== INSTRUCTIONS TO FOLLOW ==
Reproduce all the data, character for character.

*** RECORDS PROVIDED Section Begins ***

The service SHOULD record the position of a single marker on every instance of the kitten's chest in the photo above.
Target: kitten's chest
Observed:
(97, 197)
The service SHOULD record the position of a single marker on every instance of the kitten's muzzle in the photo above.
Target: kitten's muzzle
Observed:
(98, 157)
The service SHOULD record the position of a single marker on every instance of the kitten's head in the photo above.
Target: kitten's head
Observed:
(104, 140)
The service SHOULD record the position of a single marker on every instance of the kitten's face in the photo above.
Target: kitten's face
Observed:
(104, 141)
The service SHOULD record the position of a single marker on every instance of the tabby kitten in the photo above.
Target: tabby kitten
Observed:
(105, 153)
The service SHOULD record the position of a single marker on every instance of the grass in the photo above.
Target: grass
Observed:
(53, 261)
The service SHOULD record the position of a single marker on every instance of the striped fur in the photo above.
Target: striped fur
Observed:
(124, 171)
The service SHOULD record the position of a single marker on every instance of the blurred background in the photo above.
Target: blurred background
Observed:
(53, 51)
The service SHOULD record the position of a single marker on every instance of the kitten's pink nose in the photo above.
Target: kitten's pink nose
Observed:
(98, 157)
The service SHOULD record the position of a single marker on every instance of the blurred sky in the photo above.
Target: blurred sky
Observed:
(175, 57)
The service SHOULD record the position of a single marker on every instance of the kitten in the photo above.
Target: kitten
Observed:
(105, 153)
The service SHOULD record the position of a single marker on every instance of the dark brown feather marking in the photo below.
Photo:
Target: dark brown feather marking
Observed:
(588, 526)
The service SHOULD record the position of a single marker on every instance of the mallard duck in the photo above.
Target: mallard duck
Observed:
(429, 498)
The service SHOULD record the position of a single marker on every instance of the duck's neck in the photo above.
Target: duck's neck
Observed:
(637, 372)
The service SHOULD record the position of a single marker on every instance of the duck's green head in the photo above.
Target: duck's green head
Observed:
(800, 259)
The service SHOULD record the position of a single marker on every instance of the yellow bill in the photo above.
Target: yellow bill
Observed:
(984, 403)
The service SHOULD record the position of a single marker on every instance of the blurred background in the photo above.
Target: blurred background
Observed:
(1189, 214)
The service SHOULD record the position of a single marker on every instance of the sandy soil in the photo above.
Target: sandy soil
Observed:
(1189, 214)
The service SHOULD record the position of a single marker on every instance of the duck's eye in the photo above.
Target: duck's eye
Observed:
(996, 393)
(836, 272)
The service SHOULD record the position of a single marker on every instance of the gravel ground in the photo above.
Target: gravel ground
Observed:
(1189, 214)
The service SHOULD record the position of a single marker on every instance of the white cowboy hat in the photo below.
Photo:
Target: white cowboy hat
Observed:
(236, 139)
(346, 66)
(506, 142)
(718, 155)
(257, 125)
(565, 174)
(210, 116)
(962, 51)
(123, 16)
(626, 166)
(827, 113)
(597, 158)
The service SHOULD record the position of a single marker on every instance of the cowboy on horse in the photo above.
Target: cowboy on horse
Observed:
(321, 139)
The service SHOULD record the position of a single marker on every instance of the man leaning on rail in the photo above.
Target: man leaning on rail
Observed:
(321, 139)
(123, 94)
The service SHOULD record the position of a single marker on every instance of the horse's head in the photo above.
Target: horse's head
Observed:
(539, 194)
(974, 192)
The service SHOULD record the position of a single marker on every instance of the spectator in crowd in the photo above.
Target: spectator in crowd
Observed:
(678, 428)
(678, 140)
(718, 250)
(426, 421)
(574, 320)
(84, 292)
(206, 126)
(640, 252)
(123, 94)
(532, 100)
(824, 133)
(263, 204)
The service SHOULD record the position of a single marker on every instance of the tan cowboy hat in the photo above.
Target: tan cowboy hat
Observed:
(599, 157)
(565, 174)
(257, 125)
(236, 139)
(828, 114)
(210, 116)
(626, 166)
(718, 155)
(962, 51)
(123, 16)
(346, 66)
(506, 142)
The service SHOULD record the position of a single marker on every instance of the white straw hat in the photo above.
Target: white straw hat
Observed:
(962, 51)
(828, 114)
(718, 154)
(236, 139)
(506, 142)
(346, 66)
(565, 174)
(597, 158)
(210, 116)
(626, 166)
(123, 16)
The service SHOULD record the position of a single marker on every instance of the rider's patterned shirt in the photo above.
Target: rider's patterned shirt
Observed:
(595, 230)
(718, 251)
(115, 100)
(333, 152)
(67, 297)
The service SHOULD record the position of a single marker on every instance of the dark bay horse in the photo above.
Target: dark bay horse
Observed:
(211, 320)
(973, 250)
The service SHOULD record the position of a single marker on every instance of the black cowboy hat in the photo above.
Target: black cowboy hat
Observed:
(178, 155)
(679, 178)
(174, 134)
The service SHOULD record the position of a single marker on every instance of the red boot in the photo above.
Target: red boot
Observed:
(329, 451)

*** RECORDS PROVIDED Section Ends ***

== ANSWER AREA ==
The service SHOULD record the position of a single marker on every instance of the kitten's chest in the photo above.
Target: kitten's chest
Observed:
(97, 197)
The service SHOULD record the position of a single marker on every instance of the kitten's muzzle in the photo above.
Target: kitten's muzzle
Observed:
(98, 157)
The service SHOULD record the position of a single marker on every instance of the kitten's head in the photo above.
Target: kitten's head
Observed:
(104, 140)
The service SHOULD record the position of a single marker on every instance of the kitten's face in the photo above.
Target: kitten's face
Observed:
(104, 141)
The service SHOULD record the position of a single marker on every instance of the tabby kitten in the photo above.
Target: tabby kitten
Observed:
(105, 153)
The service SHOULD record the position of a single marker on every instance of the grass in the photo above.
Target: grass
Observed:
(53, 261)
The service SHOULD record the position of a single marker on every instance of the striped fur in the photo above.
Target: striped fur
Observed:
(124, 171)
The service SHOULD record the position of a single marker on every instance of the blurred background in the photo above.
Target: blurred background
Observed:
(53, 51)
The service SHOULD record the position of a single marker on every instance of the kitten's pink nose in the photo above.
Target: kitten's pink nose
Observed:
(98, 157)
The service SHOULD record the position of a single marker on every instance of the blurred sky in the photo above.
Target: blurred sky
Observed:
(175, 57)
The service SHOULD record the position of a single marker on every instance of the kitten in the photo above.
Target: kitten
Observed:
(105, 153)
The service SHOULD record the position of a single marker on every instance of the dark brown feather marking in the photo below.
Photo:
Target: dark brown feather marking
Observed:
(588, 526)
The service SHOULD record the position of a single marker on every instance of the mallard duck in the photo above.
Target: mallard duck
Observed:
(429, 498)
The service SHOULD record the position of a single marker on every instance of the duck's neck in the photo above.
Target: duck's neck
Observed:
(637, 372)
The service SHOULD record the position of a single marker on every instance of the duck's green head in the photo above.
Target: duck's green head
Observed:
(800, 259)
The service SHOULD record the position of a single marker on every instance of the yellow bill in the photo above.
Target: yellow bill
Observed:
(984, 403)
The service SHOULD record the position of a single marker on every instance of the blurred background in the photo above.
Target: blurred background
Observed:
(1189, 214)
The service SHOULD record the position of a single marker on every instance of the sandy soil in the photo above.
Target: sandy soil
Observed:
(1189, 214)
The service SHOULD record the position of a single marker on every instance of the duck's eye in the photo above.
Target: duck's eye
Observed:
(996, 393)
(836, 272)
The service SHOULD record the position of a single marker on every instance of the gravel ground in the photo above.
Target: gravel ground
Observed:
(1189, 214)
The service SHOULD record the position of a single marker on every instance of the white cowboy hat in the photo below.
Photo:
Target: white cowboy hat
Observed:
(236, 139)
(346, 66)
(506, 142)
(718, 155)
(257, 125)
(565, 174)
(210, 116)
(962, 51)
(123, 16)
(626, 166)
(827, 113)
(597, 158)
The service SHOULD record the position of a single marker on every instance of the cowboy on horse in the photo above.
Target: cowboy on horse
Observed:
(321, 139)
The service SHOULD record the position of a single marker on every instance of the man leaning on rail in the photo above.
Target: man leaning on rail
Observed:
(321, 139)
(123, 94)
The service SHOULD record the position of a single marker on every instance of the horse's head in the photo above.
Target: horse's head
Observed:
(539, 194)
(974, 192)
The service SHOULD record the position of a single marker on every instance of the spectator in crowd in the photo above.
Target: spectator in crowd
Observed:
(678, 428)
(678, 140)
(718, 250)
(426, 421)
(574, 320)
(84, 292)
(206, 126)
(640, 252)
(123, 94)
(532, 100)
(824, 133)
(263, 204)
The service SHOULD record the position of a single marker on every instance of the tan cowboy hat in the photo above.
Target: tan cowboy hat
Observed:
(599, 157)
(565, 174)
(257, 125)
(236, 139)
(828, 114)
(210, 116)
(626, 166)
(718, 155)
(962, 51)
(123, 16)
(346, 66)
(506, 142)
The service SHOULD record the position of a single marker on every instance of the white straw hat in the photo above.
Target: white straw hat
Observed:
(962, 51)
(828, 114)
(718, 154)
(236, 139)
(506, 142)
(346, 66)
(565, 174)
(597, 158)
(210, 116)
(626, 166)
(123, 16)
The service SHOULD record the position of a single marker on every instance of the rider's patterned shirt in the photo above.
Target: rider's patterned shirt
Observed:
(595, 230)
(718, 251)
(115, 100)
(333, 152)
(67, 297)
The service SHOULD record the position of a single marker on every instance of the dark bay horse in the photo above.
Target: dark bay horse
Observed:
(211, 320)
(973, 250)
The service SHOULD record the position of a single marker on every instance of the black cowboy hat in the photo above.
Target: black cowboy hat
Observed:
(178, 155)
(679, 178)
(174, 134)
The service SHOULD record the position of a single marker on every instance of the red boot in the photo above.
Target: red boot
Observed:
(329, 451)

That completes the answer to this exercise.